> **Data listing**:
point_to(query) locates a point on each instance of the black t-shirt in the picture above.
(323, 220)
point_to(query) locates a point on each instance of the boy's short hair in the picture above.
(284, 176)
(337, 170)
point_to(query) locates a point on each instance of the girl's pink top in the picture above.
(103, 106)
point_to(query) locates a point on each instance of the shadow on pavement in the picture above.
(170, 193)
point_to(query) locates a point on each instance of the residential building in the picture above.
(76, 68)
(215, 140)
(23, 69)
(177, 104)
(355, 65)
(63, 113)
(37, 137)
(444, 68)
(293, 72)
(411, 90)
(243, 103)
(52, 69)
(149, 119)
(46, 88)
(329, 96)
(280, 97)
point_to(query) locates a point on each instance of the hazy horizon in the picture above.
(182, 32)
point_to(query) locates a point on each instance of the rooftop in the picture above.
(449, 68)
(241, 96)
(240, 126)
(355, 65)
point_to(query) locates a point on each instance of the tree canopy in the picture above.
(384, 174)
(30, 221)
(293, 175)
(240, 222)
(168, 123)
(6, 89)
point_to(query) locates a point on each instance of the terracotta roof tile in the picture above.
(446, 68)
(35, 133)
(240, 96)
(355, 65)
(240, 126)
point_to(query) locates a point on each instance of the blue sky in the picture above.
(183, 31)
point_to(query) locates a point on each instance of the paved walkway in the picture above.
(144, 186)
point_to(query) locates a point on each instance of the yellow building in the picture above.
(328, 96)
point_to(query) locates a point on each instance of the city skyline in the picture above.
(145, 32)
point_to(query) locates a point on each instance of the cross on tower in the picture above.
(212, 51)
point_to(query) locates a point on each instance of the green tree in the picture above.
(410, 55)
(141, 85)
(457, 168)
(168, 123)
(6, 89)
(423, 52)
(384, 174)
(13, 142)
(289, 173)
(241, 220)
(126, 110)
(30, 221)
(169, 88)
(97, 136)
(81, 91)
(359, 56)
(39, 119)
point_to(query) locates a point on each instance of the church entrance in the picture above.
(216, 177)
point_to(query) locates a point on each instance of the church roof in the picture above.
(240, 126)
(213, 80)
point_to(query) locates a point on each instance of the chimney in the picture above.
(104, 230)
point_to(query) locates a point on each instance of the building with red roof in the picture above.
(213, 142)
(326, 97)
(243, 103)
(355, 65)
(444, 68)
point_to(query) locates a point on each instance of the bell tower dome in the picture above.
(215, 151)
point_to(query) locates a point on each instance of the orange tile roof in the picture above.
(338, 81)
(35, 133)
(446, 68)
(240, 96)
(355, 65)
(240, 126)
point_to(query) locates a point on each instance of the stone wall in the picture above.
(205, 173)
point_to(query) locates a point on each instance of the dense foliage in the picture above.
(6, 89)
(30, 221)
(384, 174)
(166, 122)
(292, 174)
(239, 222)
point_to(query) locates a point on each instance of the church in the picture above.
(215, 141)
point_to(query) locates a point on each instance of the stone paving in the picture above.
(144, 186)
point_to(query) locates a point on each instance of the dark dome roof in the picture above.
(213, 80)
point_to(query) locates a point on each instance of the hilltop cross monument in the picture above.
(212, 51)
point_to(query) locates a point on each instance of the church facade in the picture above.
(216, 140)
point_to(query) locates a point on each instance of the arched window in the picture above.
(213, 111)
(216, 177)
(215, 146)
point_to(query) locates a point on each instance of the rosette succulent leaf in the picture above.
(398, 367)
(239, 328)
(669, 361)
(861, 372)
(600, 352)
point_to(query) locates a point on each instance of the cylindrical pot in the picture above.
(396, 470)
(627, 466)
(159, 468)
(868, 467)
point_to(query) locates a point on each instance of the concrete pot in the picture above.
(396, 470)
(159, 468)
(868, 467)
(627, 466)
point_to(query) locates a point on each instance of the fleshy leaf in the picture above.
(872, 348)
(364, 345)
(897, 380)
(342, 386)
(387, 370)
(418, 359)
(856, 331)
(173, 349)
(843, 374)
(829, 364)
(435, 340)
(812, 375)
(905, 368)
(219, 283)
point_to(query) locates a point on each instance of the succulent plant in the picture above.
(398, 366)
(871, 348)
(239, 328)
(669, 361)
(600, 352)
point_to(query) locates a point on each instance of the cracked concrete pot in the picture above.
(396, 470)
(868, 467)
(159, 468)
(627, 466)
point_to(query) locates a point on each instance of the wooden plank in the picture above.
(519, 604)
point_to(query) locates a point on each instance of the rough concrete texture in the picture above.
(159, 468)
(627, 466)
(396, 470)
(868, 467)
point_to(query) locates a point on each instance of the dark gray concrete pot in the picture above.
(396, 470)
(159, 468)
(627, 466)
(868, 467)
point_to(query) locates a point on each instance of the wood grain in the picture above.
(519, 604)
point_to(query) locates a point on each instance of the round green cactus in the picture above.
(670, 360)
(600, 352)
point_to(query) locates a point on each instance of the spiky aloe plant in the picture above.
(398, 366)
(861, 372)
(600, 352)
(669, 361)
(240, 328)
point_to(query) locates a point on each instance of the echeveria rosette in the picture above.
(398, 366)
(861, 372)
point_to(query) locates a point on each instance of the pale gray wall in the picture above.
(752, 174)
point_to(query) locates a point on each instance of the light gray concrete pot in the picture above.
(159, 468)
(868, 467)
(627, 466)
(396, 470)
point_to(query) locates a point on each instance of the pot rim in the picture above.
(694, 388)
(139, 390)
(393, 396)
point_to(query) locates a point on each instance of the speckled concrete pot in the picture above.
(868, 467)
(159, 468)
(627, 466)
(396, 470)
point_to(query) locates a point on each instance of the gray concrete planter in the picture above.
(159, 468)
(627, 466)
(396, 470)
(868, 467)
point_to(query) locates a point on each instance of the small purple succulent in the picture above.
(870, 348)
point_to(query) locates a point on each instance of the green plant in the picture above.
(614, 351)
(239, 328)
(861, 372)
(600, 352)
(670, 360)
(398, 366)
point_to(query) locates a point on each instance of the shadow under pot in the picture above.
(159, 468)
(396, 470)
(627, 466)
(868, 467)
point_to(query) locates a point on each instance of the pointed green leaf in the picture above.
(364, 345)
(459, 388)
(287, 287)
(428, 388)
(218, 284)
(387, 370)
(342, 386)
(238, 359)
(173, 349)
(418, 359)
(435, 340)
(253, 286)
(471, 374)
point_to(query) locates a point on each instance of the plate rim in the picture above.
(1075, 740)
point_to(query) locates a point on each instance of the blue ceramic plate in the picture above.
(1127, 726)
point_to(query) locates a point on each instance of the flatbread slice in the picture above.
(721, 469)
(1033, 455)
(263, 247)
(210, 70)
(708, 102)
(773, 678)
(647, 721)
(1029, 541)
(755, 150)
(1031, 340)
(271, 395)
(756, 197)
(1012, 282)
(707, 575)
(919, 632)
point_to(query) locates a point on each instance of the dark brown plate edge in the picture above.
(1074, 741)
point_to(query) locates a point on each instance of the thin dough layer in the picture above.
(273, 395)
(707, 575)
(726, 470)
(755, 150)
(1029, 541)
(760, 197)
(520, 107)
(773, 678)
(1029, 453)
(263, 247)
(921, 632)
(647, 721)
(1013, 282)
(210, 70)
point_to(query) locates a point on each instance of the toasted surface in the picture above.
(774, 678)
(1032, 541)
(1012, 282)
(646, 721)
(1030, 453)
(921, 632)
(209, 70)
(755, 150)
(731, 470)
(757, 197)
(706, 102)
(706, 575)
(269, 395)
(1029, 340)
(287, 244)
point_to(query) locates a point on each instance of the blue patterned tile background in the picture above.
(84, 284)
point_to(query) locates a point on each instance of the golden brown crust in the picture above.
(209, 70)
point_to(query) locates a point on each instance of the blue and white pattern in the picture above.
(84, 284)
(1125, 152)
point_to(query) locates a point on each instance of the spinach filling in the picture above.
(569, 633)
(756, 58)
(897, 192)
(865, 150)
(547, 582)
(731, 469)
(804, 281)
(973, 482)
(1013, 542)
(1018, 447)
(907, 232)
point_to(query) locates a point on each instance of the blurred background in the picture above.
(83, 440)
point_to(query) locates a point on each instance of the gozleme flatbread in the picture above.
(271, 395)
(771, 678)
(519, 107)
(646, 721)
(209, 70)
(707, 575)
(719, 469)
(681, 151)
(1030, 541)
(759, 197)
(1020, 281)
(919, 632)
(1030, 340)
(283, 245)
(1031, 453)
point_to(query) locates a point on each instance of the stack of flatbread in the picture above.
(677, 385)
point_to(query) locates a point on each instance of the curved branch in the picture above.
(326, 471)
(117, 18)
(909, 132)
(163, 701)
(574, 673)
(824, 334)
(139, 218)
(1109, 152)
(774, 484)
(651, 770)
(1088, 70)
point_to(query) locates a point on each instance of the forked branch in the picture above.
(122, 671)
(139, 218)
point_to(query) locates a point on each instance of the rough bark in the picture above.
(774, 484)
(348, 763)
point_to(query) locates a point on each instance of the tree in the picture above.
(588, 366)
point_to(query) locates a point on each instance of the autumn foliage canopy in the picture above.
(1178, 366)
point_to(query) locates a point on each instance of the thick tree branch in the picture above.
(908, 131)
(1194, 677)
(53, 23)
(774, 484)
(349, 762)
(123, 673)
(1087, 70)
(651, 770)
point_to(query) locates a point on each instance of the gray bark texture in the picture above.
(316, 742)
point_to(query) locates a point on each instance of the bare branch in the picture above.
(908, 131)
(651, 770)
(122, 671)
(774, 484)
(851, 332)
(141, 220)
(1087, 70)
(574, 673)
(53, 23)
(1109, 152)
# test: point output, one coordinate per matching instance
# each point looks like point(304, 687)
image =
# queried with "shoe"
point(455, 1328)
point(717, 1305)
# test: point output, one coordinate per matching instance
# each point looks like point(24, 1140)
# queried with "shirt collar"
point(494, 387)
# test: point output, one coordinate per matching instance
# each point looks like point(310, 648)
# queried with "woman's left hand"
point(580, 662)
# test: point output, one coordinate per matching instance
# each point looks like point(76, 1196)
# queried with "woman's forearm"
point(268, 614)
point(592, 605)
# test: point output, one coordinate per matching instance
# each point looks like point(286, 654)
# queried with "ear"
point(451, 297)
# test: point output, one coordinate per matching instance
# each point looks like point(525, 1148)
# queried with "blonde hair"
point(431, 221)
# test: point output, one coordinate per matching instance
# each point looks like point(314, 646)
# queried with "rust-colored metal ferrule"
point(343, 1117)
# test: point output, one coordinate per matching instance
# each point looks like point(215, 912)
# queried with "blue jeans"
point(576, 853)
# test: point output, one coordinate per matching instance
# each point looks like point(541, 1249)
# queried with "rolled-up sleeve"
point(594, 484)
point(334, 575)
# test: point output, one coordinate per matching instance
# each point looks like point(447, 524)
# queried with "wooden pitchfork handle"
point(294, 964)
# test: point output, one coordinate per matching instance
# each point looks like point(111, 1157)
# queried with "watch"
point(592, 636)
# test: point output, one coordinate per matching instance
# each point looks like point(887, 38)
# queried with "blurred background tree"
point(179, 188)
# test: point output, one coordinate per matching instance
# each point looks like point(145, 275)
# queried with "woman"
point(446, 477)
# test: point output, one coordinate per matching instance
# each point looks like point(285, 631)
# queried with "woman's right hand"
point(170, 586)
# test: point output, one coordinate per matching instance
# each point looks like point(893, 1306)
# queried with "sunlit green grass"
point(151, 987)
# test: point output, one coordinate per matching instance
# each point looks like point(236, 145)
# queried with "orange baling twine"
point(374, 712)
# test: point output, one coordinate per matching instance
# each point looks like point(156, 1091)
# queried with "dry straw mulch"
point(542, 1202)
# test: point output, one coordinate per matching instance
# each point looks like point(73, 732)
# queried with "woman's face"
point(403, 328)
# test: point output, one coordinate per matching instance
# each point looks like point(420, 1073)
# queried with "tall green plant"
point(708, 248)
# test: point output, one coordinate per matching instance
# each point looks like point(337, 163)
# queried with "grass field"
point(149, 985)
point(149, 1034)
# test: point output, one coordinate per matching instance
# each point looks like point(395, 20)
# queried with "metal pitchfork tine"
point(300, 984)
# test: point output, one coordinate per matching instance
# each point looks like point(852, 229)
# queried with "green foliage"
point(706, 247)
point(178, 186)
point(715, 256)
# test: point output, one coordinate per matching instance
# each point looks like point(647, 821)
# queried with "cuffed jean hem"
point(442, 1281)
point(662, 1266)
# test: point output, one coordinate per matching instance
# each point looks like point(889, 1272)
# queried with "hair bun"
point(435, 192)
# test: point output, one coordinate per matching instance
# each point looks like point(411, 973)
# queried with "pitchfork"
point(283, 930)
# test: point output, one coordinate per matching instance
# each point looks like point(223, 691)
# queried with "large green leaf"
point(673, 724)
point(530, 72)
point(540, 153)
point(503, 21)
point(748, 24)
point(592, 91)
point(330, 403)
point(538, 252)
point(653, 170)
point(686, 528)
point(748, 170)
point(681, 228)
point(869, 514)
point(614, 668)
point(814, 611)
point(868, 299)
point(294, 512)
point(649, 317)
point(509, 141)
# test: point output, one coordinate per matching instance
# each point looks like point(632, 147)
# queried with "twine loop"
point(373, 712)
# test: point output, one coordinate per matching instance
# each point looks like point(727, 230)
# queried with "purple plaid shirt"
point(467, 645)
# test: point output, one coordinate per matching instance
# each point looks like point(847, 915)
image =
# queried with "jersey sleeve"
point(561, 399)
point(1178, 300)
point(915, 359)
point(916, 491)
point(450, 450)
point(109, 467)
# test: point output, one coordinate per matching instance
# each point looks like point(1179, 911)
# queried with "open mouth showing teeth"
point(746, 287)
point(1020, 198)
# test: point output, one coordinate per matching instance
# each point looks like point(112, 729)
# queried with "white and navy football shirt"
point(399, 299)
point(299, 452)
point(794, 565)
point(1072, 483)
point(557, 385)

> **Problem details**: Looking back over the data above, restate word for word the lines that begin at the line with "# each point looks like point(411, 973)" and end at the line with "# each point looks like point(1179, 911)", inclusive.

> **Response to this exercise**:
# each point looks like point(411, 973)
# queried with "pitchfork"
point(283, 930)
# test: point output, one coordinate per matching instance
# each point looks like point(223, 691)
# queried with "large green leaf"
point(673, 724)
point(530, 72)
point(540, 153)
point(503, 21)
point(748, 24)
point(592, 91)
point(330, 403)
point(538, 252)
point(653, 170)
point(686, 528)
point(748, 170)
point(681, 228)
point(869, 514)
point(614, 668)
point(814, 611)
point(868, 299)
point(294, 512)
point(649, 317)
point(509, 141)
# test: point output, one coordinate per matching instance
# each point looks like point(632, 147)
# queried with "twine loop"
point(373, 712)
# test: point output, one coordinate per matching instance
# each point looks like point(727, 230)
# queried with "purple plaid shirt"
point(467, 645)
# test: point output, one coordinate per matching instance
# each point looks like point(847, 915)
image =
# queried with "jersey sleeve"
point(561, 399)
point(1178, 300)
point(915, 359)
point(916, 491)
point(450, 450)
point(109, 467)
# test: point output, one coordinate per matching instance
# each point looks like point(1179, 911)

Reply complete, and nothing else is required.